Rows from a segmentation dataset
▼
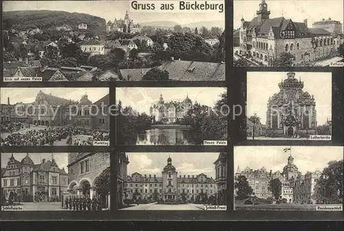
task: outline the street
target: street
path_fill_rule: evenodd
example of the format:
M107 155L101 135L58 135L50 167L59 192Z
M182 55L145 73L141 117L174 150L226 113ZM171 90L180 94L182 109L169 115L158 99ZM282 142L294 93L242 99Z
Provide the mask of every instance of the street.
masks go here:
M27 133L28 131L32 131L32 130L42 130L42 129L45 129L47 128L46 126L30 126L30 129L29 128L23 128L23 129L20 129L19 131L14 131L12 134L17 134L17 133L20 133L20 134L23 134L24 135L25 133ZM9 135L11 135L10 133L1 133L1 138L4 139L6 138L7 138ZM74 144L74 140L75 140L75 138L78 138L78 139L80 139L80 140L81 141L81 142L83 141L87 141L87 139L89 138L92 138L91 135L72 135L72 140L73 141L73 145ZM67 139L62 139L61 141L55 141L54 142L54 146L68 146L68 144L67 144L66 143L67 142ZM50 146L49 144L45 144L44 146Z
M13 206L23 207L22 211L65 210L61 208L61 202L21 202Z
M259 204L252 205L237 205L235 210L316 210L316 206L342 206L330 204Z
M132 207L122 208L120 210L202 210L203 205L186 204L158 204L156 203L140 204Z

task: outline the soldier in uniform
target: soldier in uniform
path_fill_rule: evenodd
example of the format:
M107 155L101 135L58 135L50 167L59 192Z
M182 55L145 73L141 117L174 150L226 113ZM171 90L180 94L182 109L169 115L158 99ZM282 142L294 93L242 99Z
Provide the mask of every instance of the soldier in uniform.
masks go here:
M73 210L75 210L76 203L76 201L75 199L75 196L73 196Z
M97 199L96 196L94 195L92 198L92 210L96 211L97 210Z
M86 197L85 196L83 197L83 210L86 210Z
M101 211L102 210L102 206L103 206L103 204L102 204L102 199L100 197L98 197L98 210L99 211Z
M75 208L76 211L79 210L79 196L78 195L75 197Z
M87 196L86 204L87 204L87 210L91 211L91 199L89 198L89 195Z
M68 209L68 204L69 204L68 197L65 197L65 205L67 209Z
M79 196L79 210L83 210L83 197L81 195Z
M73 199L72 199L72 196L69 197L69 210L72 210L72 204L73 204Z

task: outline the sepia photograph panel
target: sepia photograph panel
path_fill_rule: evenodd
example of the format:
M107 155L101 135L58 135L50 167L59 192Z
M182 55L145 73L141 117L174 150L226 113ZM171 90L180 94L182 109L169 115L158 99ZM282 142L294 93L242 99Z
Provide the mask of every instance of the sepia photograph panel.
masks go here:
M109 146L108 88L1 88L1 146Z
M235 0L235 67L343 67L343 1Z
M235 147L235 210L343 211L343 146Z
M248 140L331 140L330 72L247 72Z
M226 210L227 153L118 155L120 210Z
M4 1L3 80L224 81L224 1L161 3Z
M107 210L109 197L109 153L1 153L2 211Z
M116 89L122 145L227 145L224 87Z

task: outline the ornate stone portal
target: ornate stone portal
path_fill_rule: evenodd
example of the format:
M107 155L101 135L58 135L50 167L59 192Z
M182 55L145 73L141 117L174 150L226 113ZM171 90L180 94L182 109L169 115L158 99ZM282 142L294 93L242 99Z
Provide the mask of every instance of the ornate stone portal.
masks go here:
M294 72L279 83L280 91L269 98L266 112L266 136L308 136L316 133L314 96L303 91L303 82Z

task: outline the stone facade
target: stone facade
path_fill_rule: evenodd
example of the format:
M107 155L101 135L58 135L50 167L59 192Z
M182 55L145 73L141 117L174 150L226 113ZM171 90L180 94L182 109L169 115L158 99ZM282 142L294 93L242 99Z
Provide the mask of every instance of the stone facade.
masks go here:
M266 112L266 135L292 137L315 135L316 110L314 96L303 91L301 77L289 72L279 83L279 92L269 98Z
M68 175L65 169L58 168L54 157L34 164L28 154L21 162L12 155L1 176L1 188L7 199L13 194L17 201L60 200L67 186Z
M68 153L67 191L70 195L103 197L109 207L110 193L107 195L97 194L97 177L110 167L109 153Z

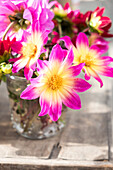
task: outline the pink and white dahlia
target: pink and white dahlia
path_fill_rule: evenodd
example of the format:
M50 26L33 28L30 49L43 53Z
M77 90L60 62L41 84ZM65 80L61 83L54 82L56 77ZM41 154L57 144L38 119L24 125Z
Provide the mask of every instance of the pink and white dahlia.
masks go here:
M113 58L109 56L101 56L103 50L98 45L92 45L89 47L89 41L84 33L80 33L76 40L76 47L73 46L70 38L65 36L61 38L65 41L67 48L73 48L74 60L73 65L84 63L83 70L85 71L85 79L89 80L90 77L94 77L100 82L100 86L103 86L103 82L98 74L113 77L113 68L108 66L113 62Z
M39 76L31 79L31 84L22 92L21 98L32 100L40 97L39 116L49 114L53 121L61 116L62 104L72 109L80 109L81 101L76 92L84 92L91 85L81 78L75 78L81 72L84 63L72 66L72 49L65 56L60 45L53 47L49 61L40 62Z
M19 57L9 60L14 62L12 72L17 73L24 68L24 75L27 80L31 79L40 55L45 52L43 45L46 44L49 34L49 31L40 31L38 22L32 26L31 34L24 33L22 41L15 42L12 45L13 51L20 54Z
M16 36L17 40L21 40L25 30L31 33L31 25L37 20L42 29L51 31L54 27L53 17L53 12L43 8L40 1L36 3L35 0L2 0L0 2L0 37L2 38L4 31L10 26L8 36Z

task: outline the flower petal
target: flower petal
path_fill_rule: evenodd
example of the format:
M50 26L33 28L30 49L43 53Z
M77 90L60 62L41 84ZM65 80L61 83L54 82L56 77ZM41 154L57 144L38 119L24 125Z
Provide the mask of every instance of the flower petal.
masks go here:
M76 94L73 90L71 92L63 89L62 93L60 93L62 101L64 105L70 107L71 109L80 109L81 108L81 100L78 94Z
M67 49L70 49L73 46L73 44L71 42L71 39L68 36L64 36L64 37L60 38L59 40L64 41L65 46L66 46Z
M79 33L77 40L76 40L76 46L80 54L87 54L89 50L89 42L86 34Z
M40 96L39 87L29 85L22 93L20 98L26 100L33 100Z
M78 76L81 73L84 66L85 63L80 63L79 65L70 67L69 70L71 70L73 76Z
M55 45L53 48L52 48L52 51L51 51L51 54L50 54L50 57L49 57L49 60L59 60L60 62L62 62L64 59L64 54L63 54L63 50L62 48L60 47L59 44Z
M94 69L92 69L92 68L87 68L87 69L88 69L89 74L92 77L94 77L100 83L100 87L102 87L103 82L102 82L101 78L98 76L98 74L96 73L97 69L95 69L96 71Z
M29 67L24 68L24 75L27 80L30 80L33 75L33 70Z
M89 84L87 81L81 78L75 78L74 90L76 92L84 92L88 90L90 87L91 87L91 84Z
▲
_PROBLEM REQUIREMENTS:_ Return everything in the listing from the line containing "task: outline the ornate stone portal" down to the line containing "M16 36L17 40L21", both included, with each line reproduced character for character. Omit the pictures.

_THE ANSWER:_
task: outline the ornate stone portal
target: ornate stone portal
path_fill_rule: evenodd
example of the format:
M107 155L101 135L58 135L50 167L59 192Z
M182 55L145 73L141 117L174 150L226 113ZM171 90L180 94L182 109L169 115L158 99ZM282 142L294 93L242 99Z
Provide the mask of every instance of the ornate stone portal.
masks go here:
M294 72L279 83L280 91L269 98L266 112L266 136L308 136L316 133L314 96L303 91L303 82Z

task: outline the stone facade
target: stone facade
path_fill_rule: evenodd
example of the format:
M107 155L101 135L58 135L50 167L59 192Z
M182 55L145 73L141 117L174 150L226 113ZM171 90L180 94L182 109L169 115L158 99ZM282 142L294 93L242 99Z
Provide the mask of every instance of the stone facade.
masks go here:
M266 112L266 135L292 137L315 135L316 110L314 96L303 91L301 77L289 72L279 83L279 92L269 98Z
M68 175L65 169L58 168L54 157L34 164L28 154L21 162L12 155L1 176L1 188L7 199L13 194L17 201L60 200L67 186Z
M68 153L67 191L70 195L103 197L109 207L110 193L107 195L97 194L97 177L110 167L109 153Z

task: outline the pink and white dahlia
target: pink and white dahlia
path_fill_rule: evenodd
example of the format:
M50 26L33 28L30 49L43 53Z
M77 90L60 62L41 84ZM65 80L61 83L54 82L56 77ZM41 154L57 144L38 119L24 125Z
Provide the mask of every instance of the pink and white dahlia.
masks go here:
M113 58L109 56L101 56L103 50L98 45L92 45L89 47L89 41L84 33L80 33L76 40L76 47L73 46L70 38L65 36L61 38L65 41L67 48L73 48L74 60L73 65L84 63L83 70L85 71L85 79L89 80L90 77L94 77L100 82L100 86L103 86L103 82L98 74L113 77L113 68L108 66L113 62Z
M39 76L31 79L31 84L22 92L21 98L32 100L40 97L39 116L49 114L53 121L61 116L62 104L72 109L80 109L81 101L76 92L84 92L91 85L81 78L75 78L81 72L84 63L72 66L72 49L65 56L60 45L53 47L49 61L40 62Z
M19 57L9 60L14 62L12 72L17 73L24 68L24 75L27 80L31 79L40 55L45 52L43 45L46 44L49 34L49 31L40 31L38 22L32 26L31 34L24 33L22 41L15 42L12 45L13 51L20 54Z
M16 36L17 40L21 40L25 30L31 33L31 25L37 20L42 29L51 31L54 27L53 17L53 12L43 8L40 1L36 3L35 0L2 0L0 2L0 37L2 38L4 31L10 26L8 36Z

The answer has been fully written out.